In total, authorities said they seized 170 kilograms of heroin, 10 kilograms of cocaine, eight kilograms of marijuana, more than $1 million in cash, and 41 firearms.
"That's a ridiculous amount of heroin. I was stunned," Robert J. Murphy, special agent in charge of the Drug Enforcement Administration's Atlanta Field Division, said at a news conference on Wednesday.
"Several kilos would be a big seizure in the past," he added. "I never in my entire 30-plus years of law enforcement would have ever expected to see this much heroin seized here in Atlanta."
The cartel connection
On Wednesday, the US Attorney's Office of North District of Georgia announced Daniels, 46, was indicted on federal charges related to possession with the intent to distribute heroin, cocaine, and marijuana, and possession of a firearm in furtherance of drug trafficking.
"The quantity of drugs, money, and firearms allegedly controlled by Daniels highlights the scale of heroin and cocaine trafficked into this community by local drug dealers with high-level ties to international drug trafficking organizations," US Attorney Byung J. Pak said in a news release.
CNN has reached out to Daniels' lawyer for comment but has not received a response.
The case stems from a long-term investigation by the Drug Enforcement Administration and Federal Bureau of Investigation with assistance from state and local authorities. During the news conference, agents involved in the case said Daniels was connected to the Jalisco New Generation Cartel in Mexico.

Data for analysis
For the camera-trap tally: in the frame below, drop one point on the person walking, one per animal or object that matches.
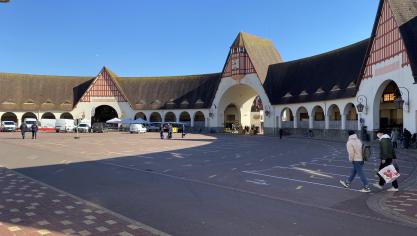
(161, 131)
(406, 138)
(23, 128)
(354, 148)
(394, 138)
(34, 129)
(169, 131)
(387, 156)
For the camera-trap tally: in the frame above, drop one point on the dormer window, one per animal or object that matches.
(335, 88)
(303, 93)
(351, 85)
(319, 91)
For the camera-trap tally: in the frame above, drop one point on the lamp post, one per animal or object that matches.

...

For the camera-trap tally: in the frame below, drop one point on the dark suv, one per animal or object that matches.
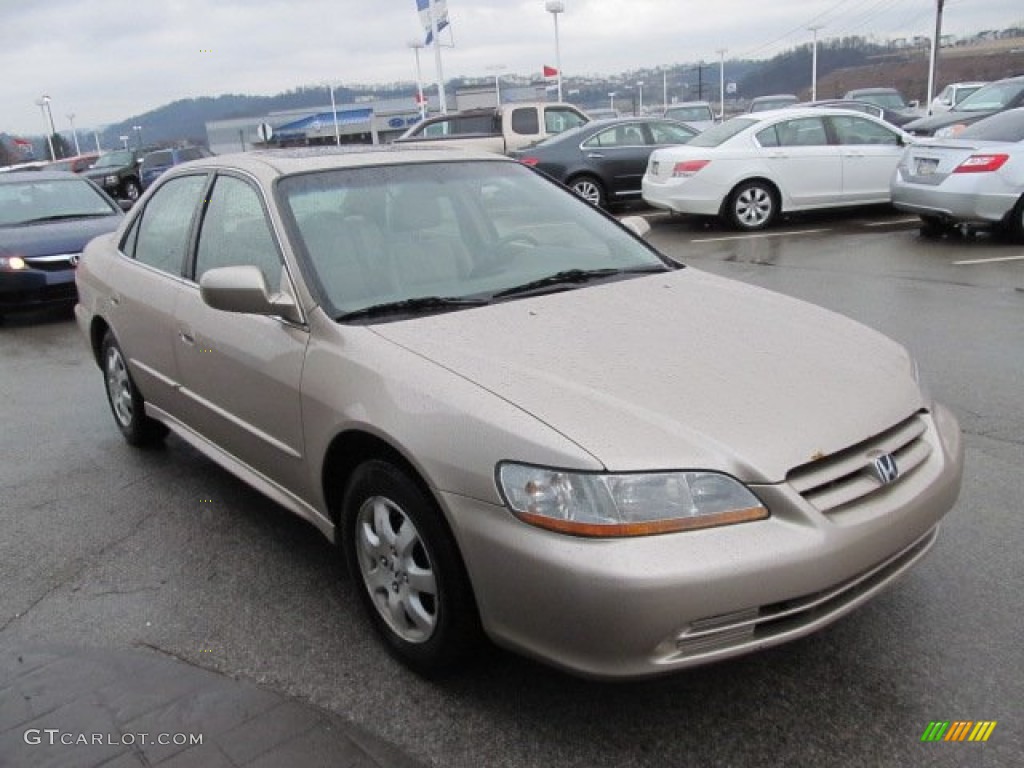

* * *

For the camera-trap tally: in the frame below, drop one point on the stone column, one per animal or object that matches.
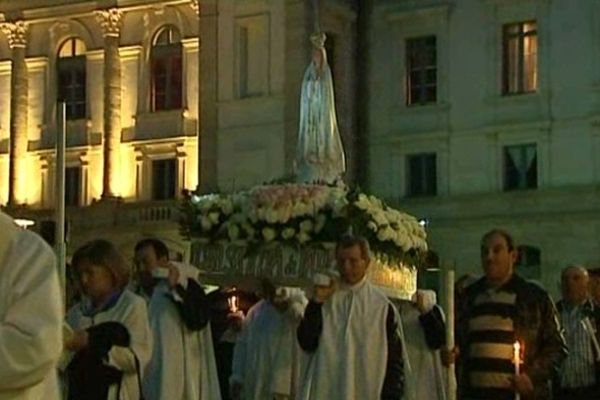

Complete the following
1) In the news report on the Atlanta heroin seizure, which cartel did agents say Daniels was connected to?
2) Continue the news report on the Atlanta heroin seizure from its final sentence.

Per-task answers
1) The Jalisco New Generation Cartel in Mexico.

2)
"What's also unusual about this is how we got to this case," Murphy said. "We actually worked this one backwards and we made several seizures in Mexico."
Agents said they were tipped off about Daniels after a seizure of $7 million in Mexico last year. During that bust, they located financial ledgers that allege the Atlanta man received over 1,000 kilograms of cocaine between August 2018 and October 2019, according to the release.
"The ledgers reflected that Daniels returned more than $31 million in drug proceeds to the organization that were eventually transported to Mexico," according to the release.
Agents said that the indictment is just the beginning and that more arrests are expected.
"Due to COVID, criminals think that police aren't out there," Pak said at the news conference. "This is a perfect example that we are out there to keep poison and dangerous materials off the streets."